### Document extract:
3. Detect test runner
Check for pytest configuration:
# Check for pytest in pyproject.toml, setup.cfg, or pytest.ini
grep -l 'pytest\|tool.pytest' pyproject.toml setup.cfg pytest.ini tox.ini 2>/dev/null
Determine the test command: $RUNNER -m pytest (default) or $RUNNER -m unittest if no pytest found.
4. Install the project
Run the install command from step 1 exactly as shown. Do NOT add --frozen, --no-sync, or --locked flags — these prevent adding new dependencies like memray. If it fails, report the error — do not guess.
5. Install profiling tools
Install memray as a dev dependency:
| Manager | Command |
|---|---|
| uv | uv add --dev memray |
| poetry | poetry add --group dev memray |
| pdm | pdm add -dG dev memray |
| pip | pip install memray |
If memray installation fails (e.g., unsupported platform, missing compiler), note it in setup.md but don't fail — tracemalloc (stdlib) is always available.
Verify memray works:
$RUNNER -c "import memray; print('memray', memray.__version__)"
6. Commit dependency changes
If steps 4 or 5 modified any files, commit only the dependency-related files:
git add pyproject.toml uv.lock poetry.lock pdm.lock Pipfile.lock requirements.txt setup.py setup.cfg 2>/dev/null
git diff --cached --quiet || git commit -m "Install project deps and profiling tools"
Only add files that actually exist. Do NOT use git add -A — it could stage unrelated user work. If nothing changed, skip this step.
7. Write .codeflash/setup.md
Create the .codeflash/ directory if needed, then write:
# Project Setup
- **Package manager**: <manager>
- **Runner**: `<runner command>`
- **Python**: <version>
- **Install command**: `<install cmd>`
- **Test command**: `<runner> -m pytest`
- **Profiling tools**: tracemalloc (stdlib), memray <version or "not available">
- **Project root**: <absolute path>
8. Print summary
Print a short summary for the parent agent:
[setup] Runner: uv run | Python: 3.12.1 | Profiling: tracemalloc, memray 1.14.0
Rules
- Do NOT read source code — only configuration files.
- Do NOT modify any project code.
- If the project is already installed (imports work), skip reinstall but still detect the runner and write setup.md.
- Keep it fast — this is a setup step, not an investigation.

### Supplied material:
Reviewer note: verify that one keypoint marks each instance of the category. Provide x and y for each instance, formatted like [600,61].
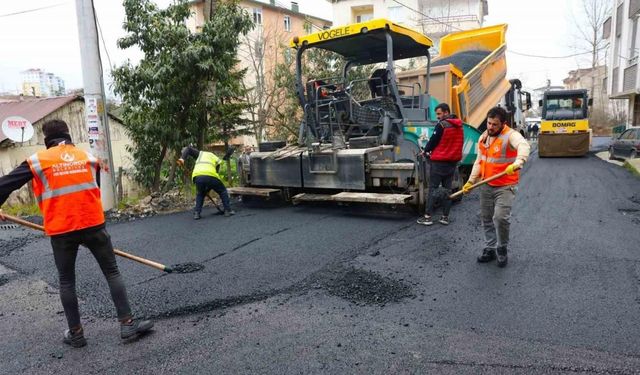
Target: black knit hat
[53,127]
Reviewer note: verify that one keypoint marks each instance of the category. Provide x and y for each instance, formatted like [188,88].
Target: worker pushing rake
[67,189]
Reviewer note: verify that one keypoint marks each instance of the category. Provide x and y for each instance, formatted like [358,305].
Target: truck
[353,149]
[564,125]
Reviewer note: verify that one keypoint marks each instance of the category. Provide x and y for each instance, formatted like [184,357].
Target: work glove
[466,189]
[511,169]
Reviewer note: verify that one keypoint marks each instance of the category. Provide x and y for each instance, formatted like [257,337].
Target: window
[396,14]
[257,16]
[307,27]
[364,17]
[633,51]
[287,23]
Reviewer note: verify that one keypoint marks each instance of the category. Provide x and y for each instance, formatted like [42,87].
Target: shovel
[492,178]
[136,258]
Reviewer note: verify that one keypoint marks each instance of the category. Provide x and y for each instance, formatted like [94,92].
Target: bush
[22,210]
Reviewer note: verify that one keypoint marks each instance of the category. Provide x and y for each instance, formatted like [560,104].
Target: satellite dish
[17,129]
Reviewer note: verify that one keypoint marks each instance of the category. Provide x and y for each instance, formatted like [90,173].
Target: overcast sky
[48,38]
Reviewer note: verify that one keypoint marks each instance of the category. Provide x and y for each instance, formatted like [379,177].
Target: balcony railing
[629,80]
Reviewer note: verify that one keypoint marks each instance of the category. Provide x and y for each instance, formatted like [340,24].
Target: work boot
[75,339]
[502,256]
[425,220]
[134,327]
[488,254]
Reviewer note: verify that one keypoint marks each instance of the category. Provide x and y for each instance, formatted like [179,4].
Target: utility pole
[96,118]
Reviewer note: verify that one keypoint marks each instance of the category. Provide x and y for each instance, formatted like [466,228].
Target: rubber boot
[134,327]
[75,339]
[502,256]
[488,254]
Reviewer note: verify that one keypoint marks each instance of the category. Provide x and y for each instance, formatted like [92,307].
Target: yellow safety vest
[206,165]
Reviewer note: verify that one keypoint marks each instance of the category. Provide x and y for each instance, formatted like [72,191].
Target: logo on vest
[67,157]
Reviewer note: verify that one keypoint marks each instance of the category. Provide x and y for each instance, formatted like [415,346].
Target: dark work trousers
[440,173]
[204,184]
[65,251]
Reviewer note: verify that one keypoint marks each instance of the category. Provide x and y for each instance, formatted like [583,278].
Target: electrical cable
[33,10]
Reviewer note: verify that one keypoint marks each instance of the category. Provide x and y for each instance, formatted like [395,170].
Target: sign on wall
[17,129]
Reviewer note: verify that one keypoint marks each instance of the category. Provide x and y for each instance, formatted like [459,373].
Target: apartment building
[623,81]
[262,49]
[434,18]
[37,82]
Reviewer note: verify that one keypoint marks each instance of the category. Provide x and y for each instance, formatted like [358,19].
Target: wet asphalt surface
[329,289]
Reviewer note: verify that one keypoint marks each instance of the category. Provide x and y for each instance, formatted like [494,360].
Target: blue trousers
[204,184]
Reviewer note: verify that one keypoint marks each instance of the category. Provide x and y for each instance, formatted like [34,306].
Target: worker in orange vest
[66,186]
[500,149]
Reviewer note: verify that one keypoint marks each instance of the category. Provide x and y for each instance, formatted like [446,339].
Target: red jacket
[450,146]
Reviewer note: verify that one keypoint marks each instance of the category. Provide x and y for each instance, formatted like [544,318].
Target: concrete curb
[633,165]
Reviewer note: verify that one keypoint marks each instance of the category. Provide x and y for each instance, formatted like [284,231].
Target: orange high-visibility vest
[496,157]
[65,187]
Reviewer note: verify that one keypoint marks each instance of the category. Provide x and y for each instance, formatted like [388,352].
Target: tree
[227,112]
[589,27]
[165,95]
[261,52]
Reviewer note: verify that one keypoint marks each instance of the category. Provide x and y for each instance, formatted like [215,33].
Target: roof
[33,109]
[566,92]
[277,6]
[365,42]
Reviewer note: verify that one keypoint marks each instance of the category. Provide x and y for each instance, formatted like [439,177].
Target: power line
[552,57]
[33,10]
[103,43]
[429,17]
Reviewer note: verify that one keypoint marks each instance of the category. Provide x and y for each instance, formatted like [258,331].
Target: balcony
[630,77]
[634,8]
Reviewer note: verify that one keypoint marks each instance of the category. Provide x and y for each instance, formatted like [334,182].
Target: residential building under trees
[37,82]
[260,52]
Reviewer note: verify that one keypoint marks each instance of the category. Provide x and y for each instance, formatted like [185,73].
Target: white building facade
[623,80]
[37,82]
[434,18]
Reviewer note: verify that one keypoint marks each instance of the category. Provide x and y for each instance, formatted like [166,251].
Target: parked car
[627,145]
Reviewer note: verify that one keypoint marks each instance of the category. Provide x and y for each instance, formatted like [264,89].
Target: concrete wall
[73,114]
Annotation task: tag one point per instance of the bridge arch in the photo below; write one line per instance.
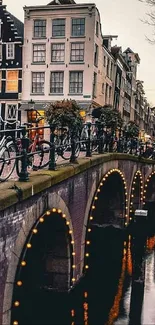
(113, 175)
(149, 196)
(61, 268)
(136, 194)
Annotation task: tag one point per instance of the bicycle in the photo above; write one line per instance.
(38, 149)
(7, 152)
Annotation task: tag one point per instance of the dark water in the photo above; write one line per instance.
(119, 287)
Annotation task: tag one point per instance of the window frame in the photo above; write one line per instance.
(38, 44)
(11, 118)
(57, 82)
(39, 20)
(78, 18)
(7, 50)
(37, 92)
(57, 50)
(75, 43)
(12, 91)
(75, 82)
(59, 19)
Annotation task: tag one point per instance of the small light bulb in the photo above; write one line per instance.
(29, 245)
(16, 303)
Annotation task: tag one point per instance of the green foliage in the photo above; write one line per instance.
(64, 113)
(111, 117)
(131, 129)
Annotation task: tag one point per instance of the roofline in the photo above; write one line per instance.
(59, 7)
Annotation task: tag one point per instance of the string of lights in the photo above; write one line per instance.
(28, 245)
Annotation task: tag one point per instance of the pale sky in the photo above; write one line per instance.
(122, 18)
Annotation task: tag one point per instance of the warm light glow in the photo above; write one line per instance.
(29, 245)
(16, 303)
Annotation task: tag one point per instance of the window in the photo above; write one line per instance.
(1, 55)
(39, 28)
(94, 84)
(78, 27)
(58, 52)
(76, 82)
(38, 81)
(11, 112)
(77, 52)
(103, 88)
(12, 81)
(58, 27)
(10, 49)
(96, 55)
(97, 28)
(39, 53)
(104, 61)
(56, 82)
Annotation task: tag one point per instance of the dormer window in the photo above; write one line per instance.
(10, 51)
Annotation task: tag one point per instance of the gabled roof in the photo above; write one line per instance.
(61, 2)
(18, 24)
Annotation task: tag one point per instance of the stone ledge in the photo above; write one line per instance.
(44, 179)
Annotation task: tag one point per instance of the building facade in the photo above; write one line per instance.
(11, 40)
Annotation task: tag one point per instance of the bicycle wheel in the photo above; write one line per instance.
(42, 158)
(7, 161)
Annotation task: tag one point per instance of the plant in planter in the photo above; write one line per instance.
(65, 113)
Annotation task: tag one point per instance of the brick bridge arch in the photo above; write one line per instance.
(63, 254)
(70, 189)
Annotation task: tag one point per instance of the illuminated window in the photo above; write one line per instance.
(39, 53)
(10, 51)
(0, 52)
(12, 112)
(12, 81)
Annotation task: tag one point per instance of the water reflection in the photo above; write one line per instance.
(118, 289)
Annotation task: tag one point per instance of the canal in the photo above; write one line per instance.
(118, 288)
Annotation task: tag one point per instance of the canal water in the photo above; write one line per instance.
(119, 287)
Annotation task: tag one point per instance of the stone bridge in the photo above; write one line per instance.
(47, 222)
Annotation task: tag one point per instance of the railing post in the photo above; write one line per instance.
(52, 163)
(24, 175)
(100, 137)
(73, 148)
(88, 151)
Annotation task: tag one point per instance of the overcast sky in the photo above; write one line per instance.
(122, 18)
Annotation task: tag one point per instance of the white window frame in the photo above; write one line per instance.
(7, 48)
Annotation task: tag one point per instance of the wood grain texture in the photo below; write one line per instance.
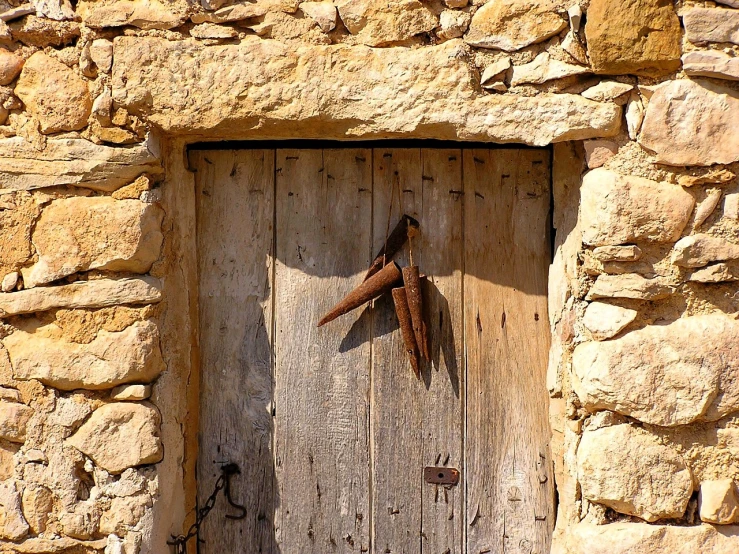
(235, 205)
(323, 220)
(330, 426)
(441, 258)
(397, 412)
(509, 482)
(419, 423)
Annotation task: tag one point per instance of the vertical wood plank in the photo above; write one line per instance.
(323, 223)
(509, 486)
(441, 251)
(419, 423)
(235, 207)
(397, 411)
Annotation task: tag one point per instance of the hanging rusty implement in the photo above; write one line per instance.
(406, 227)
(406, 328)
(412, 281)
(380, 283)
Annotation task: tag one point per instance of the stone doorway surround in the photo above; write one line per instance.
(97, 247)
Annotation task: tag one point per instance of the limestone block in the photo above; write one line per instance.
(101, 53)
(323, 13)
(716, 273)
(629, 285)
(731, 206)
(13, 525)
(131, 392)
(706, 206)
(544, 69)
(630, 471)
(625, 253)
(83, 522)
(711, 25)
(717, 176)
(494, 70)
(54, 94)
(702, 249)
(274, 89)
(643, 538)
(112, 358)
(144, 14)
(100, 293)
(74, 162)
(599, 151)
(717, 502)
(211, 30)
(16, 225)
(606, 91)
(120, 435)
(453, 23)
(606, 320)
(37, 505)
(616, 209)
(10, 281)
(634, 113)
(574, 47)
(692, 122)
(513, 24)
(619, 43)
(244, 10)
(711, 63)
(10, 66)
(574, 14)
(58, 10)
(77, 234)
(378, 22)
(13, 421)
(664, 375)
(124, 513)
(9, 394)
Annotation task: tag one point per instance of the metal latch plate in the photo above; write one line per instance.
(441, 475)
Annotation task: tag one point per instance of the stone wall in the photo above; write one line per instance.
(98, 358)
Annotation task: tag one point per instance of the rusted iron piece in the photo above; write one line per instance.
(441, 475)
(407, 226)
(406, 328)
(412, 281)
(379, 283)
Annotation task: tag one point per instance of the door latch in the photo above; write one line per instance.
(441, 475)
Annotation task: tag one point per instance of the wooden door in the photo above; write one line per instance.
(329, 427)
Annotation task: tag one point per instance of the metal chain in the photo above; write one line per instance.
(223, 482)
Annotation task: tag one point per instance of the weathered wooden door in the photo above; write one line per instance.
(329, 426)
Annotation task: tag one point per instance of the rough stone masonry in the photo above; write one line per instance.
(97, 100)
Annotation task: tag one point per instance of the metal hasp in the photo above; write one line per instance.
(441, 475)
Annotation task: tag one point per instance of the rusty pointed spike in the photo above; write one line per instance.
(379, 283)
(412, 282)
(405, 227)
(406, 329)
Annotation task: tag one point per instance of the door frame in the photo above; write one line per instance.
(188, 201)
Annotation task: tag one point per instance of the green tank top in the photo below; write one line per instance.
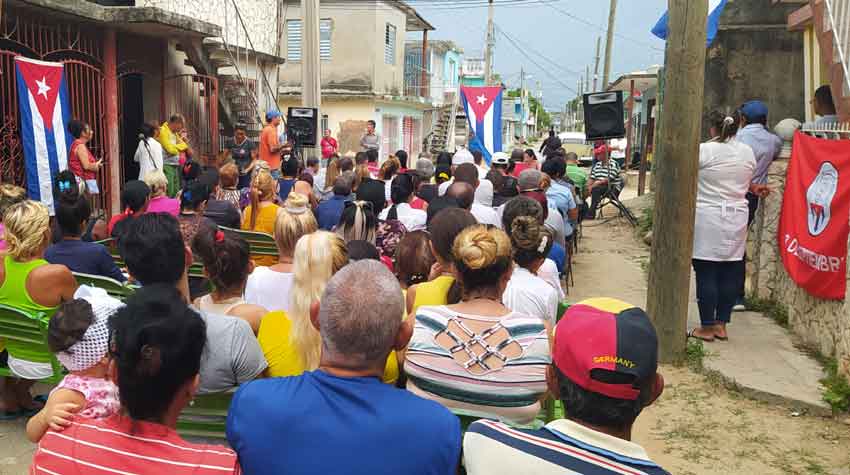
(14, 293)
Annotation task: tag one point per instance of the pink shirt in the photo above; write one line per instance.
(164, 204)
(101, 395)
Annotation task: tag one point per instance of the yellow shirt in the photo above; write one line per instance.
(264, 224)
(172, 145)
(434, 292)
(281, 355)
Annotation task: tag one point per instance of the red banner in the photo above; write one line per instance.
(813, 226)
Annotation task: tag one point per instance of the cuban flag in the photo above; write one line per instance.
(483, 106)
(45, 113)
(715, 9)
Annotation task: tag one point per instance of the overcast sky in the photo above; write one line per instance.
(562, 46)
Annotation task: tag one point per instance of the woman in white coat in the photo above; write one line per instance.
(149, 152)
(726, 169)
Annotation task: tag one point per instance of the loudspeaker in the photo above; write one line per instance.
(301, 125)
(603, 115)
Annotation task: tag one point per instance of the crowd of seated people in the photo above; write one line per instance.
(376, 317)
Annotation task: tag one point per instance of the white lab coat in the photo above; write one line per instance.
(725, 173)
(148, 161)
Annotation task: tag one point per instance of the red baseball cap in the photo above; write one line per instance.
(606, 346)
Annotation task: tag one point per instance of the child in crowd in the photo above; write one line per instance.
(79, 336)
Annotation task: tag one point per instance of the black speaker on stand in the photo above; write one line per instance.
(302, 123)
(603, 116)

### Work required:
Do these statements agree with the setup instructions? Answer yes or no for each, and quote the words from the instructions that decide it.
1. If memray can't be installed, the setup should stop with an error.
2. When committing dependency changes, you shouldn't use git add -A.
3. The setup may read the project's source code.

### Expected answer:
1. No: "note it in setup.md but don't fail — tracemalloc (stdlib) is always available."
2. Yes: "Do NOT use git add -A — it could stage unrelated user work."
3. No: "Do NOT read source code — only configuration files."